While breastfeeding, it is essential to ensure a healthy and balanced diet consisting of lean proteins, fatty fish, complex carbohydrates and plenty of fruits and vegetables. Adequate dairy intake provides essential nutrients such as calcium. Milk can be fortified with vitamin D, and some groups recommend that breastfed babies get more vitamin D. Mothers on restrictive diets, such as a vegan diet, may need to take vitamin B supplements while breastfeeding . Overall calorie intake may need to be increased. Attention to maternal nutrition is essential for mother and baby during breastfeeding.

From an economic point of view, in addition to the obvious financial savings for breastfeeding mothers, it is estimated that breastfeeding could benefit the NHS by reducing GP consultations and hospital admissions, not to mention the savings resulting from reducing the use of antibiotics.

To what extent do women in the UK breastfeed?

Listed entries —

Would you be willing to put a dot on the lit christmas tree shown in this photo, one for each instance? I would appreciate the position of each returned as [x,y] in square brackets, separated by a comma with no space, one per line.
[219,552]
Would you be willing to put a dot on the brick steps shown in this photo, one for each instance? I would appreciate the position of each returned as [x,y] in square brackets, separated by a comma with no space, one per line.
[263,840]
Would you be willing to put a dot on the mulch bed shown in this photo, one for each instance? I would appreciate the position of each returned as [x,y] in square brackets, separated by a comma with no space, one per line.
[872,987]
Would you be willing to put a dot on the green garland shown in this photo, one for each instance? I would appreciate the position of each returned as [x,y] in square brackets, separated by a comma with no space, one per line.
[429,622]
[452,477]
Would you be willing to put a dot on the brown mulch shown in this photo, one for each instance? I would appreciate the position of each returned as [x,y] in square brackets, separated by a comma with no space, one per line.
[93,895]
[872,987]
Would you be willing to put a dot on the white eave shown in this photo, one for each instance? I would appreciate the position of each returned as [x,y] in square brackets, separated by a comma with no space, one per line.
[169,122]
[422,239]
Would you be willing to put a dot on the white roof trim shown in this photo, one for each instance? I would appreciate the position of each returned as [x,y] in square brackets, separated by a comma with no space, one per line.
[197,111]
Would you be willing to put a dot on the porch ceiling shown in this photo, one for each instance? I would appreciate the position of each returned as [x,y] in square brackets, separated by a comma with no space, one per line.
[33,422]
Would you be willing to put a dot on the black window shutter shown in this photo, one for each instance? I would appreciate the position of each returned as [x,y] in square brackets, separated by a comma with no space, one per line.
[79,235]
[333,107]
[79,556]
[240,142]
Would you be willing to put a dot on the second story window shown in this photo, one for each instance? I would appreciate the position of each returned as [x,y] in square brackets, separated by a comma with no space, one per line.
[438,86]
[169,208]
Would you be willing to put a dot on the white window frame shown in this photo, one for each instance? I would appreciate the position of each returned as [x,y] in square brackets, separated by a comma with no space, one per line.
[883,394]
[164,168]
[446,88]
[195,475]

Exercises —
A – List each component of the healthy and balanced diet that the breastfeeding text names in its first sentence.
B – Continue the breastfeeding text from its last line.
The items can be ignored.

Task responses —
A –
- Lean proteins
- Fatty fish
- Complex carbohydrates
- Plenty of fruits and vegetables

B –
In the UK, nearly three-quarters of women choose to breastfeed when their child is born; however, about 40% stop breastfeeding within six to eight weeks. A survey commissioned by PHE revealed a variety of reasons, including mothers’ concerns that babies were not getting the right nutrients or that they might be underfeeding or overfeeding their babies. Pressure from helpful parents may cause new mothers to supplement breastfeeding with formula, but this only undermines milk supply, which is triggered by the suckling.

There are also societal attitudes that can increase discomfort when breastfeeding in public. 63% of women surveyed by PHE said they would feel embarrassed breastfeeding in front of strangers. Breastfeeding prevalence is particularly low among young mothers from lower socioeconomic groups. Clearly, given the benefits described, this disparity will lead to increased health inequalities, and this is a concern of PHE.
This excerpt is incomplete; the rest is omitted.